▸ PASSAGE SHOWN:
⟨

KSgeneral-package | R Documentation |
The one-sample two-sided Kolmogorov-Smirnov (KS) statistic is one of the most popular goodness-of-fit test statistics that is used to measure how well the distribution of a random sample agrees with a prespecified theoretical distribution.
Given a random sample \{X_{1}, ..., X_{n}\}
of size n
with an empirical cdf F_{n}(x)
, the two-sided KS statistic is defined as
D_{n} = \sup | F_{n}(x) - F(x) |
, where F(x)
is the cdf of the prespecified theoretical distribution under the null hypothesis H_{0}
, that \{ X_{1}, ..., X_{n} \}
comes from F(x)
.
The package KSgeneral implements a novel, accurate and efficient Fast Fourier Transform (FFT)-based method, referred as Exact-KS-FFT method to compute the complementary cdf,
P(D_{n} \ge q)
, at a fixed q\in[0, 1]
for a given (hypothezied) purely discrete, mixed or continuous underlying cdf F(x)
, and arbitrary, possibly large sample size n
.
A plot of the complementary cdf P(D_{n} \ge q)
, 0 \le q \le 1
, can also be produced.
In other words, the package computes the p-value, P(D_{n} \ge q)
for any fixed critical level q\in[0, 1]
.
If a data sample, \{x_{1}, ..., x_{n}\}
is supplied, KSgeneral computes the p-value P(D_{n} \ge d_{n})
, where d_{n}
is the value of the KS test statistic computed based on \{x_{1}, ..., x_{n}\}
.
Remark: The description of the package and its functions are primarily tailored to computing the (complementary) cdf of the two-sided KS statistic, D_{n}
.

⟩

▸ STORED DATA:
⟨

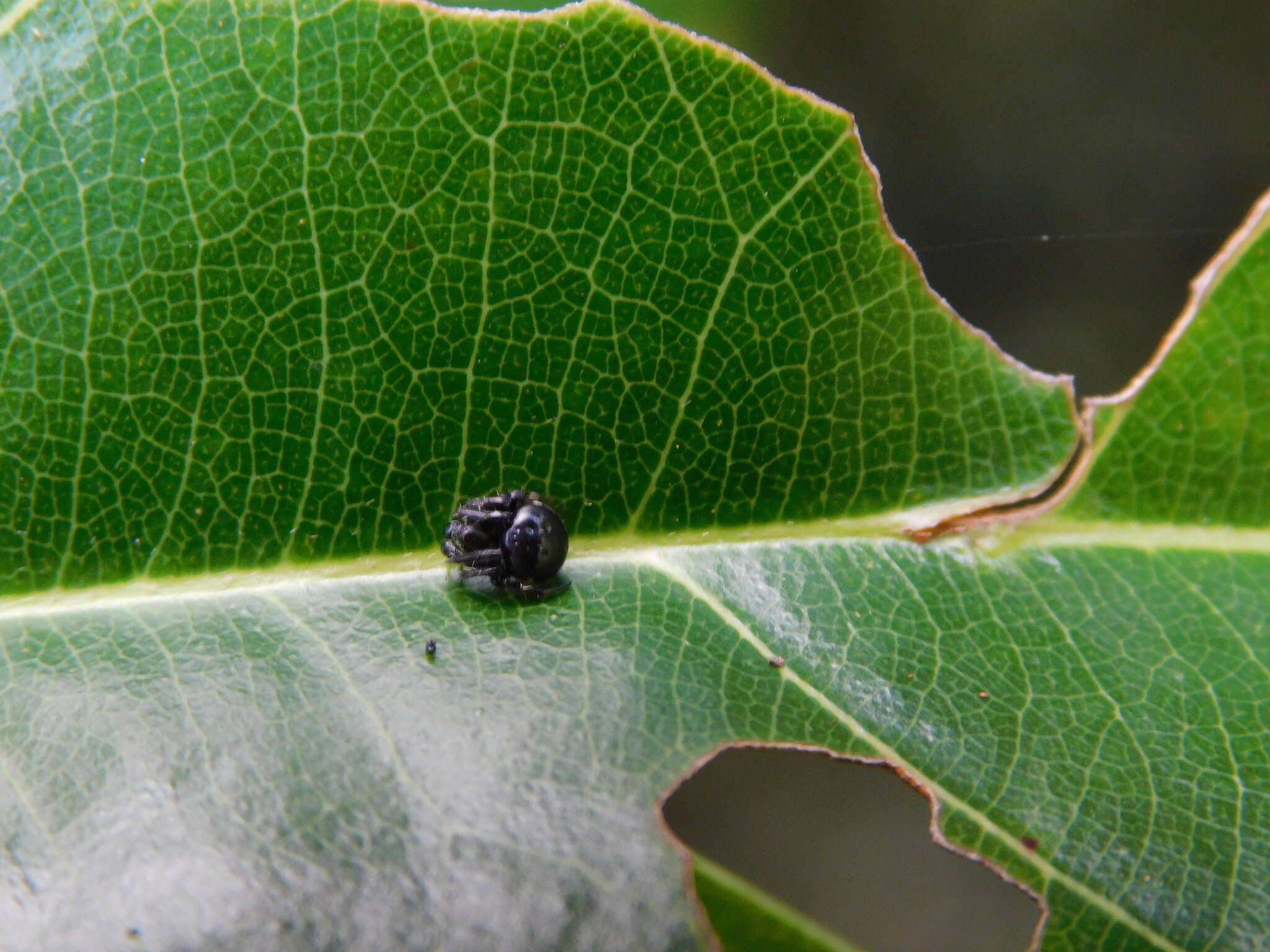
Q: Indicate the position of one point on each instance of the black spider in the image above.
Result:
(515, 540)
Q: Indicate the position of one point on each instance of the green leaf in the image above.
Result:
(745, 918)
(285, 284)
(1189, 439)
(380, 257)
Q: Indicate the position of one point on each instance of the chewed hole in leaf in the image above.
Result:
(850, 845)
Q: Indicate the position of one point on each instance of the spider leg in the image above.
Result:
(466, 539)
(481, 559)
(466, 512)
(533, 589)
(486, 506)
(494, 573)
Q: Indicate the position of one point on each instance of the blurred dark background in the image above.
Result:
(1062, 168)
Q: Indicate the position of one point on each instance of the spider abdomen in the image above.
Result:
(516, 540)
(536, 544)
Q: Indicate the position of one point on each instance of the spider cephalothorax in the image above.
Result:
(516, 540)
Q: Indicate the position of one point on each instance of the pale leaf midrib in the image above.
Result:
(990, 544)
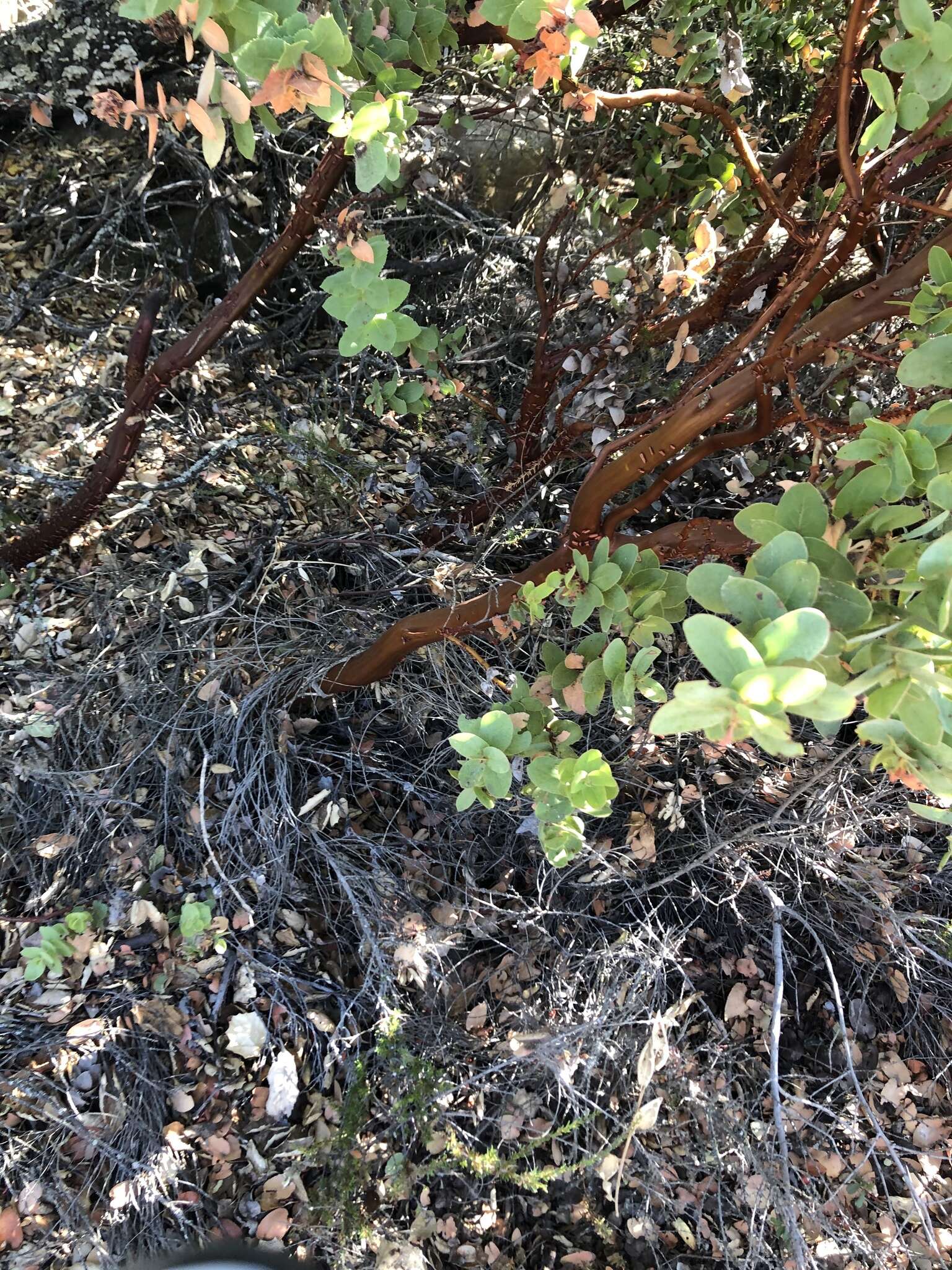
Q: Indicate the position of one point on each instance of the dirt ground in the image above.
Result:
(309, 1003)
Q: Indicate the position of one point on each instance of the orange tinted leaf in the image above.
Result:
(586, 22)
(705, 238)
(275, 1225)
(235, 102)
(200, 117)
(206, 82)
(11, 1228)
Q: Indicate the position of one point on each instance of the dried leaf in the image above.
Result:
(587, 23)
(646, 1117)
(275, 1225)
(208, 690)
(235, 102)
(705, 238)
(362, 251)
(11, 1228)
(214, 36)
(51, 845)
(575, 698)
(206, 82)
(29, 1199)
(899, 984)
(736, 1003)
(477, 1018)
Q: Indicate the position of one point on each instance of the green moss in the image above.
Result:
(335, 1197)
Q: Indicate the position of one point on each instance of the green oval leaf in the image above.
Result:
(720, 648)
(801, 634)
(936, 561)
(928, 365)
(803, 508)
(705, 585)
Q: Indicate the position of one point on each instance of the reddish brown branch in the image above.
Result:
(691, 540)
(121, 445)
(696, 415)
(140, 340)
(700, 103)
(763, 426)
(852, 38)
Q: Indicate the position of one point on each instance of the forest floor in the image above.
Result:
(395, 1036)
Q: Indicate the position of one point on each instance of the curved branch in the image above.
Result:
(760, 429)
(684, 540)
(140, 340)
(696, 415)
(125, 436)
(852, 38)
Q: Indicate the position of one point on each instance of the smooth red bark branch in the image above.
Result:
(852, 37)
(687, 539)
(141, 340)
(125, 436)
(847, 316)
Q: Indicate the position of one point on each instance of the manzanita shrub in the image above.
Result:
(845, 602)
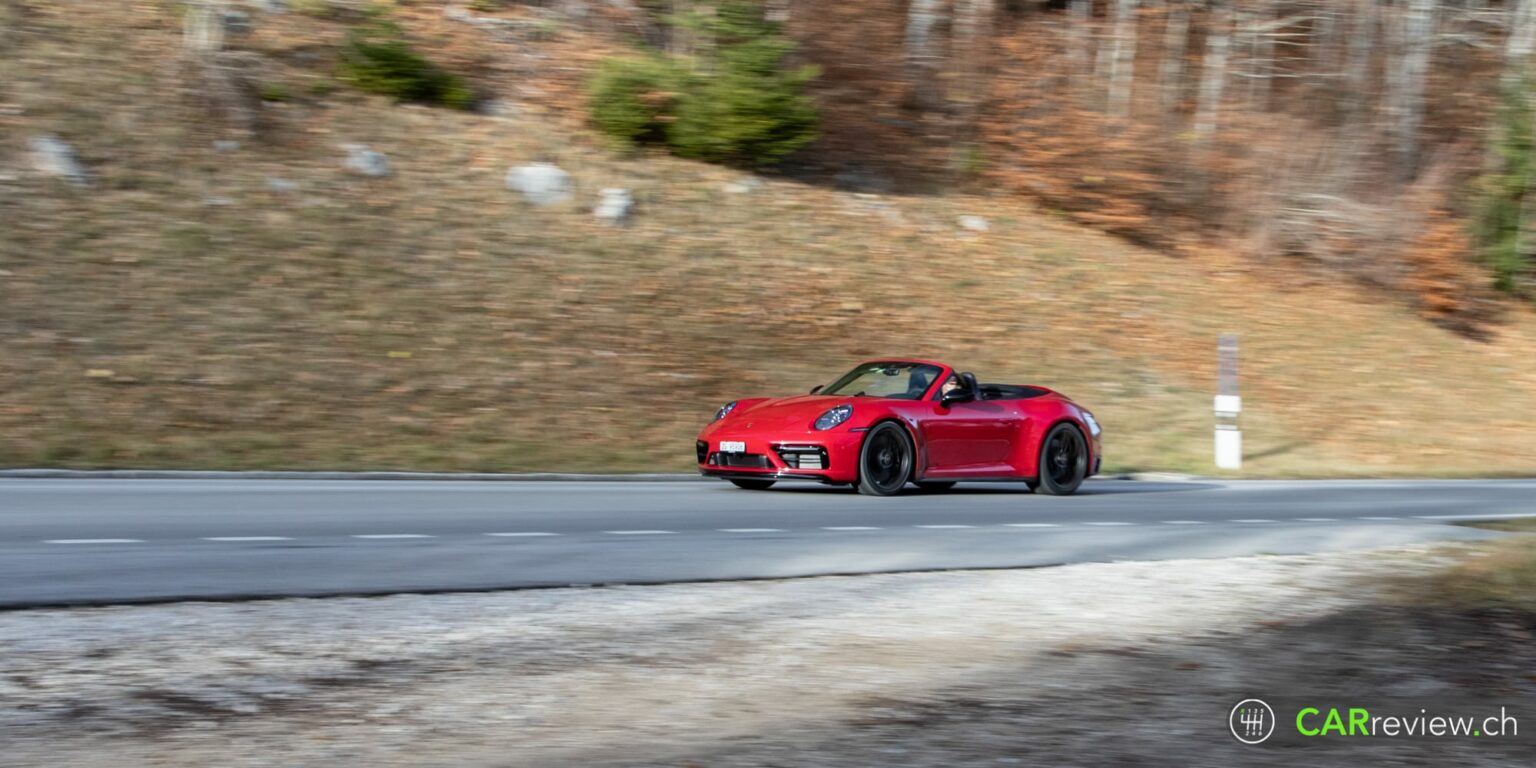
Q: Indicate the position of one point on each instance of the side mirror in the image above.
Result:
(959, 395)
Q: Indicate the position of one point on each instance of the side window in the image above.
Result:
(950, 384)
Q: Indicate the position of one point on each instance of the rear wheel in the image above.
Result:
(885, 463)
(751, 484)
(1063, 461)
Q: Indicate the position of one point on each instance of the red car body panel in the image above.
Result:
(976, 440)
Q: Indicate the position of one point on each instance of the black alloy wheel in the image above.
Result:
(1063, 461)
(885, 463)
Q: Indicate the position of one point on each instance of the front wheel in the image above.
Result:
(1063, 461)
(885, 463)
(751, 484)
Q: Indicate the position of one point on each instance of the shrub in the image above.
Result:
(380, 60)
(1502, 220)
(635, 99)
(738, 103)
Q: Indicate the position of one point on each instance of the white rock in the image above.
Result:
(237, 23)
(56, 158)
(366, 162)
(616, 206)
(974, 223)
(744, 185)
(541, 183)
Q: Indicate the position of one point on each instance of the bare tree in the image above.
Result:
(1415, 40)
(1122, 74)
(1175, 39)
(1214, 71)
(922, 59)
(1082, 40)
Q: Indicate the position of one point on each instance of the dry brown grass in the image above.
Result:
(182, 314)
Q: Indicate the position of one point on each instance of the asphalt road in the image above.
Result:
(105, 541)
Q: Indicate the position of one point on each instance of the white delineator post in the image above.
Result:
(1229, 438)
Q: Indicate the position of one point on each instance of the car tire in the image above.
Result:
(885, 461)
(751, 484)
(1063, 461)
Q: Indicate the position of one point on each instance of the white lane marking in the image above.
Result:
(1501, 516)
(94, 541)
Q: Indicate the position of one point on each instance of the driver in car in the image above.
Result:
(953, 383)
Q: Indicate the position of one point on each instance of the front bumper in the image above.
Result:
(828, 456)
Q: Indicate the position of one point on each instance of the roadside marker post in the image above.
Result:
(1228, 406)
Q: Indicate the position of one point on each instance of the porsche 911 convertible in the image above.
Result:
(896, 421)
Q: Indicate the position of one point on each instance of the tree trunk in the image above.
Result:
(922, 62)
(1357, 68)
(1261, 62)
(1082, 40)
(1122, 76)
(1418, 31)
(1175, 39)
(1214, 72)
(969, 46)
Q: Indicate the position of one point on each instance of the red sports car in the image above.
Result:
(896, 421)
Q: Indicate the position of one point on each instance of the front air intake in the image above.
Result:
(802, 456)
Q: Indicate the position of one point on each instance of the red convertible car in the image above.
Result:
(896, 421)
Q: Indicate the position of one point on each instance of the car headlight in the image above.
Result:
(834, 417)
(1092, 423)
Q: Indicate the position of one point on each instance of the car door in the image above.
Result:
(969, 438)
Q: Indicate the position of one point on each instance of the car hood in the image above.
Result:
(797, 412)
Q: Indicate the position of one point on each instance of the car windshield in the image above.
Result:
(887, 380)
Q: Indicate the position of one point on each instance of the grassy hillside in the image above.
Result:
(266, 307)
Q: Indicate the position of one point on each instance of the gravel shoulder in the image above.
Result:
(1095, 664)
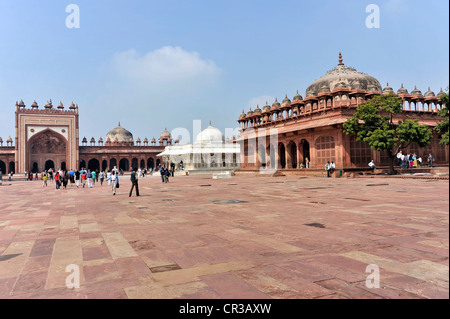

⟩

▸ TASK REQUIREMENTS:
• a. Reproduce the KSgeneral documentation, everything from "KSgeneral-package | R" down to "comes from F(x)", swapping "theoretical distribution" for "reference distribution" wherever it occurs.
• b. According to the KSgeneral documentation, what is the name of the method the package uses to compute the complementary cdf of the KS statistic?
• c. Carry on the KSgeneral package documentation, starting after its final remark.

▸ ANSWERS BELOW:
• a.
KSgeneral-package | R Documentation |
The one-sample two-sided Kolmogorov-Smirnov (KS) statistic is one of the most popular goodness-of-fit test statistics that is used to measure how well the distribution of a random sample agrees with a prespecified reference distribution.
Given a random sample \{X_{1}, ..., X_{n}\}
of size n
with an empirical cdf F_{n}(x)
, the two-sided KS statistic is defined as
D_{n} = \sup | F_{n}(x) - F(x) |
, where F(x)
is the cdf of the prespecified reference distribution under the null hypothesis H_{0}
, that \{ X_{1}, ..., X_{n} \}
comes from F(x)

• b. The Exact-KS-FFT method, a Fast Fourier Transform (FFT)-based method.

• c.
It should be noted however that one can compute the (complementary) cdf for the one-sided KS statistics D_{n}^{-}
or D_{n}^{+}
(cf., Dimitrova, Kaishev, Tan (2020)) by appropriately specifying correspondingly A_{i} = 0
for all i
or B_{i} = 1
for all i
, in the function ks_c_cdf_Rcpp
.
The Exact-KS-FFT method underlying KSgeneral is based on expressing the p-value P(D_{n} \ge q)
in terms of an appropriate rectangle probability with respect to the uniform order statistics, as noted by Gleser (1985) for P(D_{n} > q)
.
The latter representation is used to express P(D_{n} \ge q)
via a double-boundary non-crossing probability for a homogeneous Poisson process, with intensity n
, which is then efficiently computed using FFT, ensuring total run-time of order O(n^{2}log(n))
(see Dimitrova, Kaishev, Tan (2020) and also Moscovich and Nadler (2017) for the special case when F(x)
is continuous).
KSgeneral represents an R wrapper of the original C++ code due to Dimitrova, Kaishev, Tan (2020) and based on the C++ code developed by Moscovich and Nadler (2017).
The package includes the functions disc_ks_c_cdf
, mixed_ks_c_cdf
and cont_ks_c_cdf
that compute the complementary cdf P(D_n \ge q)
, for a fixed q
, 0 \le q \le 1
, when F(x)
is purely discrete, mixed or continuous, respectively.
KSgeneral includes also the functions disc_ks_test
, mixed_ks_test
and cont_ks_test
that compute the p-value P(D_{n} \ge d_{n})
, where d_{n}
is the value of the KS test statistic computed based on a user provided data sample \{x_{1}, ..., x_{n}\}
, when F(x)
is purely discrete, mixed or continuous, respectively.
The functions disc_ks_test
and cont_ks_test
represent accurate and fast (run time O(n^{2}log(n))
) alternatives to the functions ks.test
from the package dgof and the function ks.test
from the package stat, which compute p-values of P(D_{n} \ge d_{n})
, assuming F(x)
is purely discrete or continuous, respectively.
The package also includes the function ks_c_cdf_Rcpp
which gives the flexibility to compute the complementary cdf (p-value) for the one-sided KS test statistics D_{n}^{-}
or D_{n}^{+}
.
It also allows for faster computation time and possibly higher accuracy in computing P(D_{n} \ge q)
.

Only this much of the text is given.